Given entries section start

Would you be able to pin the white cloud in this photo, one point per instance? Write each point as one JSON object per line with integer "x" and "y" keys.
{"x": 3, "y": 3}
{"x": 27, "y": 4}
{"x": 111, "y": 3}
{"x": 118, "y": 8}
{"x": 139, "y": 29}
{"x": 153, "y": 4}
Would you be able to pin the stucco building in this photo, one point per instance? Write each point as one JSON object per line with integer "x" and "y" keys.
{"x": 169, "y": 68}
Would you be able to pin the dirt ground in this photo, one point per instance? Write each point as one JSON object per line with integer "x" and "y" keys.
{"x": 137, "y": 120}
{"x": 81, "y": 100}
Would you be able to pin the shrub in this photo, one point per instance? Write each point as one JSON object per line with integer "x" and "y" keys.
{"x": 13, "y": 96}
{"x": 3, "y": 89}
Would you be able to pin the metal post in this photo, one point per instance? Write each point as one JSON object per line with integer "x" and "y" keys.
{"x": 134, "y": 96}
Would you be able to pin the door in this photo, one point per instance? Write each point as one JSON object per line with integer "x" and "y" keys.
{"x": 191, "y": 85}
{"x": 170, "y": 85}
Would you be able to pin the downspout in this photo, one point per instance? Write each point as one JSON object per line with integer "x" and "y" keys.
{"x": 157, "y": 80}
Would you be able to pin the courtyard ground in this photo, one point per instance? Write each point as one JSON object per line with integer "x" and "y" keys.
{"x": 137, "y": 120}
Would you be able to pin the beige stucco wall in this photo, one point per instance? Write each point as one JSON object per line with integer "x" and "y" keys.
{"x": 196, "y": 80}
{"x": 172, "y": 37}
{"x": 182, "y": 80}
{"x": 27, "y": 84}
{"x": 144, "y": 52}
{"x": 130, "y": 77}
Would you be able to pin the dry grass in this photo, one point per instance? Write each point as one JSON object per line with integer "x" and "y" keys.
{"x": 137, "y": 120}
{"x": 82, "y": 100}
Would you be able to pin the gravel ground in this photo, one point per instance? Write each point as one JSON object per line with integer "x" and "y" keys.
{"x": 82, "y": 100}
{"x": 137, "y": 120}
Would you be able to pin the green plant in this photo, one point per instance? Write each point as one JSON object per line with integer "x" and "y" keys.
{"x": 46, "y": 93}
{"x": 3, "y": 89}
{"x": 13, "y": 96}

Given entries section end

Restate the material above word for word, leaving nothing out.

Would you be able to pin the white cloud in this photo, one point per instance? Write each point as one JSON object per line with integer "x" and "y" keys.
{"x": 3, "y": 3}
{"x": 27, "y": 4}
{"x": 111, "y": 3}
{"x": 118, "y": 8}
{"x": 139, "y": 29}
{"x": 153, "y": 4}
Would you be able to pin the stucco building in this photo, one point per instance? Write each point as one JSON object per line with integer "x" and "y" keys.
{"x": 169, "y": 68}
Would you be able to pin the dirt ground in this photo, one point per instance? Write each point as one JSON object per line with integer "x" and "y" keys.
{"x": 137, "y": 120}
{"x": 81, "y": 100}
Would you be able to pin the shrub in this photo, one point per instance? Write each point as one JSON object per line with integer "x" and "y" keys.
{"x": 13, "y": 96}
{"x": 3, "y": 89}
Would you be able to pin the metal post in this photo, one point per instance? Write each point as one JSON object per line with integer "x" and "y" keys.
{"x": 134, "y": 96}
Would you be able to pin the door in this photo, one point per instance? Write each point as one JSON object per line with integer "x" and "y" keys.
{"x": 191, "y": 85}
{"x": 170, "y": 85}
Would you be able to pin the downspout in this photo, one point per instance? Write each point as one JSON object per line with integer "x" and "y" keys.
{"x": 157, "y": 80}
Would you be able to pin the courtyard ground in this photo, one point per instance? Write each point as one JSON object per line with integer "x" and "y" keys.
{"x": 137, "y": 120}
Would you be able to pin the beige stucco wall in this photo, one point per instance? Write each point as one JSON object per line with integer "x" and "y" keys.
{"x": 196, "y": 80}
{"x": 172, "y": 37}
{"x": 182, "y": 80}
{"x": 27, "y": 84}
{"x": 144, "y": 52}
{"x": 130, "y": 77}
Would you be able to pin the dry grass in this photo, one point per instance? Write each point as one JSON object per line with integer "x" and "y" keys.
{"x": 137, "y": 120}
{"x": 82, "y": 100}
Would you be able to pin the gravel ground in this photo, one point per instance? Write each point as one JSON object per line with integer "x" and "y" keys.
{"x": 82, "y": 100}
{"x": 137, "y": 120}
Would you be able to pin the green plant in this photo, one point per instance? Write each point as one JSON object per line with integer "x" and "y" keys.
{"x": 46, "y": 93}
{"x": 3, "y": 89}
{"x": 13, "y": 96}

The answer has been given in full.